◆ **ENTRIES PROVIDED**
◆ ◆ ◆ ◆ ◆

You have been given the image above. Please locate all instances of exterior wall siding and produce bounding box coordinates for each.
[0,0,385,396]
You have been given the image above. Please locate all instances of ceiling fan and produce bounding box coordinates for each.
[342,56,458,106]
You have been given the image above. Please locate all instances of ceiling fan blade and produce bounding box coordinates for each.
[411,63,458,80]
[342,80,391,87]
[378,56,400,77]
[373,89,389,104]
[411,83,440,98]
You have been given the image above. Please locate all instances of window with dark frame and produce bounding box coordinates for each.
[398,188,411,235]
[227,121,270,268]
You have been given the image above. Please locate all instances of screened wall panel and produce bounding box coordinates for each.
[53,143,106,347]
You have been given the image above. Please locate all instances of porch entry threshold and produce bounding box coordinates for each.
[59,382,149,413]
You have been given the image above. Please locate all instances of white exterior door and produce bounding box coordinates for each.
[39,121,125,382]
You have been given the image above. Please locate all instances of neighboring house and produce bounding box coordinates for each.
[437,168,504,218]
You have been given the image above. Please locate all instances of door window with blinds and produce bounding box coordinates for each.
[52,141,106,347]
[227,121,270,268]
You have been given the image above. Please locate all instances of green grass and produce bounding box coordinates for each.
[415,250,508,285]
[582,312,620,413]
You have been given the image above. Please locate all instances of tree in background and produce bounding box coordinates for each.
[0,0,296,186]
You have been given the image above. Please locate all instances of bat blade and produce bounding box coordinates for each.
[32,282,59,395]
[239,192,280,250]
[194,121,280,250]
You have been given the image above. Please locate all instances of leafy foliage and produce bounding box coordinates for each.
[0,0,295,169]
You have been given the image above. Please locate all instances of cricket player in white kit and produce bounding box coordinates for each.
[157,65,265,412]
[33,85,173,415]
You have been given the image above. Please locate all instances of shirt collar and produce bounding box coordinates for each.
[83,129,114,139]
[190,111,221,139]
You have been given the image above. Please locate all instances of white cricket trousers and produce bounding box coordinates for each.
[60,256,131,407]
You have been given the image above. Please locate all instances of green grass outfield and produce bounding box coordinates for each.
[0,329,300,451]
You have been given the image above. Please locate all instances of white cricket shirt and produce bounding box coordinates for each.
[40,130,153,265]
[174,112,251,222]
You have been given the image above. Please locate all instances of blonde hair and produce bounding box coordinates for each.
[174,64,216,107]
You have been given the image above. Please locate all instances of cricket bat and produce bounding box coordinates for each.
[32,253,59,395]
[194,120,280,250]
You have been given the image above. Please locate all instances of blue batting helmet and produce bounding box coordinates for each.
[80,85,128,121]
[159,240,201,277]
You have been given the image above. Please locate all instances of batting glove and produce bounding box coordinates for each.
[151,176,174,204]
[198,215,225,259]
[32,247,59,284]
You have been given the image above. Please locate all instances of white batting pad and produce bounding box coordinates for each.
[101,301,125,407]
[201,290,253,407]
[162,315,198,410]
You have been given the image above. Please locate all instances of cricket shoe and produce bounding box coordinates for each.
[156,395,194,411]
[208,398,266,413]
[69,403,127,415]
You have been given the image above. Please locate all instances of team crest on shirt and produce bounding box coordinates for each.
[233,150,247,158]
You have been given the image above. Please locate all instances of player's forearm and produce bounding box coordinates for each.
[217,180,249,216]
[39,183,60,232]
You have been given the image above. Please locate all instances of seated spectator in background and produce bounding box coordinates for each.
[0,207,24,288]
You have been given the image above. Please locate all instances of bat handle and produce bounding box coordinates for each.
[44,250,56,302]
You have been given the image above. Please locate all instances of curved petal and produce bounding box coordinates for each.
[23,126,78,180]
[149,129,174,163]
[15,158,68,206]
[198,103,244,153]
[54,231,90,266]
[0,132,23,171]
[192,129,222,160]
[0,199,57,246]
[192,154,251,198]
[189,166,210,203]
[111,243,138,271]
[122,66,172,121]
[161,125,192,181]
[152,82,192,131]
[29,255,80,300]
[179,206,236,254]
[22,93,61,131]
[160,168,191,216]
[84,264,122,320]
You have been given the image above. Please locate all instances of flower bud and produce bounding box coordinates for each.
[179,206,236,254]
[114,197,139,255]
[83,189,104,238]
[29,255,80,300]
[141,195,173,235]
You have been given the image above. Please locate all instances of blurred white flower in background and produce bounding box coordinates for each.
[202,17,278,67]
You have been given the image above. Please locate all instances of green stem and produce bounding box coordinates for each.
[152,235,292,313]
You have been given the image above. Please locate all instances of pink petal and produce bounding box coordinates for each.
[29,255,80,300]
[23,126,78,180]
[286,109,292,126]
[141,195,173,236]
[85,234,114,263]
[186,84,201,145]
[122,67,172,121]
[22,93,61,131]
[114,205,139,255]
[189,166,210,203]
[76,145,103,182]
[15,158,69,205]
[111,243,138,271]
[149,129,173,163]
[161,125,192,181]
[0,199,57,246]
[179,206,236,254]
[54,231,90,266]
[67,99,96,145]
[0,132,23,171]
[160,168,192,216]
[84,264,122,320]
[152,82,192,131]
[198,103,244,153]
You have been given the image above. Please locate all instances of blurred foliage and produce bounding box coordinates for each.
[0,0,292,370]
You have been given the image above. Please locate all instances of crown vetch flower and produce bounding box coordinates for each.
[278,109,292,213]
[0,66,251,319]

◆ ◆ ◆ ◆ ◆

◆ **DIRECTIONS FOR THIS TASK**
Put all of the data above into a numbered list, one line per item, and leave out any blank lines.

◆ **CORRECT RESULT**
1. You have been given the image above. Please locate all instances of exterior wall siding and produce bounding box coordinates for each.
2. [0,0,385,396]
3. You have been given the image above. Please locate all instances of ceiling fan and produce bounding box coordinates for each.
4. [342,56,458,106]
5. You have been given the image above. Please locate all instances of ceiling fan blade and produce bounding box coordinates for each.
6. [411,63,458,80]
7. [342,80,391,87]
8. [378,56,400,77]
9. [373,89,389,104]
10. [411,83,440,98]
11. You have been given the image above. Please locate all instances of window with dark frame and produce bounding box coordinates for each.
12. [398,188,411,235]
13. [227,121,270,268]
14. You have been given the image above. Please locate all instances of screened wall panel and produce bounding box coordinates for each.
15. [53,143,106,347]
16. You have been given the image above. Please locate all instances of porch entry threshold and produce bounding box coordinates for each.
17. [59,382,149,413]
18. You have been given the image above. Please locate all instances of white exterior door and produce bounding box coordinates for each.
19. [39,121,125,382]
20. You have been given the image above. Please locate all instances of neighboring house and produce bounding box coordinates for each.
21. [437,168,504,218]
22. You have been given the image above. Please locate all instances of door window with blinds and produce bounding box coordinates for each.
23. [52,141,106,347]
24. [227,121,270,268]
25. You have been given the image above. Please locate all instances of green grass and produce bounding box coordinates for each.
26. [415,250,508,285]
27. [582,312,620,413]
28. You have been given the image above. Please locate all instances of tree in background and produce bounding box coordinates for each.
29. [0,0,296,186]
30. You have been given the image above. Please locate all instances of bat blade and produce bounding box coordinates for each.
31. [32,282,59,395]
32. [239,192,280,250]
33. [194,121,280,250]
34. You have been given the image above. Please locate all instances of leafy foliage and produce bounding box coordinates for each.
35. [0,0,295,169]
36. You have been given the image above. Please locate all instances of cricket player in white kit and produce bounding box coordinates for each.
37. [157,65,265,412]
38. [33,85,173,415]
39. You have been given the image above. Please locate all instances of shirt collar and produce bounding box coordinates for each.
40. [83,129,114,139]
41. [190,111,221,139]
42. You have been given the image above. Please locate all instances of white cricket trousers and produce bounding box coordinates for each.
43. [60,256,131,407]
44. You have been given the image above. Please locate all instances of green grass outfield and produce bounding box coordinates for each.
45. [0,329,300,451]
46. You have been given the image above. Please locate all instances of white cricket shirt and produce bounding box coordinates for each.
47. [40,130,153,265]
48. [174,112,251,222]
49. You have been given the image above. Please locate all instances of blonde hair and produce bounding box coordinates for each.
50. [174,64,216,107]
51. You have been given the image above. Please locate all instances of cricket bat and produce bounding box coordinates for each.
52. [32,253,59,395]
53. [194,120,280,250]
54. You have been given the image above. Please locate all instances of blue batting helmet and produce bounding box coordinates for each.
55. [80,85,128,121]
56. [159,240,201,277]
57. You have been given the image above. Please locate all instances of batting glove and produce bounding box coordinates for each.
58. [151,176,174,204]
59. [198,215,225,259]
60. [32,247,59,284]
61. You have been given the image above. Please locate all instances of white batting pad and produce bounding box coordinates for each.
62. [101,301,125,407]
63. [201,290,253,407]
64. [162,315,198,410]
65. You have been given the image above. Please locate all instances of cricket shoe and produce bounding box coordinates for each.
66. [156,395,194,411]
67. [208,398,266,413]
68. [69,403,127,415]
69. You have been given the image above. Please locate all instances of team crest on shirt and produce bounding box coordinates for each.
70. [233,150,247,158]
71. You have been given the image above. Please locate all instances of player's forearm and produce bounding box coordinates for each.
72. [217,180,249,216]
73. [39,183,60,232]
74. You have been given the image above. Please locate all instances of seated spectator in background and produce bounding box coordinates for each.
75. [0,207,24,288]
76. You have been given the image above. Please locate all instances of bat handle and produce bounding box coordinates for each.
77. [44,250,56,302]
78. You have been given the image above. Please locate all instances of curved petal and produce bounding box coordinates for each.
79. [23,126,78,180]
80. [149,129,174,163]
81. [15,158,68,206]
82. [198,103,244,153]
83. [54,231,90,266]
84. [0,132,23,171]
85. [192,129,222,160]
86. [0,199,57,246]
87. [192,154,251,198]
88. [189,166,210,203]
89. [111,243,138,271]
90. [122,66,172,121]
91. [161,125,192,181]
92. [152,82,192,131]
93. [29,255,80,300]
94. [179,206,236,254]
95. [22,93,61,131]
96. [160,168,191,216]
97. [84,264,122,320]
98. You have been given the image above. Please locate all instances of flower bud and produce bounding box coordinates for each.
99. [179,206,236,254]
100. [114,197,139,255]
101. [83,189,104,238]
102. [29,255,80,300]
103. [141,195,173,235]
104. You have been given the image above. Please locate all instances of blurred white flower in background and produce bounding box coordinates for each.
105. [202,17,278,67]
106. You have been given the image above. Please locate all instances of green stem and produce bounding box coordinates for each.
107. [152,235,292,313]
108. You have been given the image above. Please locate all instances of pink petal and produce bounding box coordinates for each.
109. [29,255,80,300]
110. [23,126,78,180]
111. [286,109,292,126]
112. [141,195,173,236]
113. [85,234,114,263]
114. [186,84,201,145]
115. [122,67,172,121]
116. [22,93,61,131]
117. [114,205,139,255]
118. [189,166,210,203]
119. [76,145,103,182]
120. [15,158,69,205]
121. [111,243,138,271]
122. [149,129,173,163]
123. [161,125,192,181]
124. [0,199,57,246]
125. [179,206,236,254]
126. [54,231,90,266]
127. [67,99,96,145]
128. [0,132,23,171]
129. [160,168,192,216]
130. [84,264,122,320]
131. [152,82,192,131]
132. [198,103,244,153]
133. You have been given the image above. Please locate all instances of blurred foliage and produce bounding box coordinates for each.
134. [0,0,292,370]
135. You have been given the image above. Please locate all instances of crown vetch flower and produce bounding box coordinates for each.
136. [278,109,292,213]
137. [0,66,251,319]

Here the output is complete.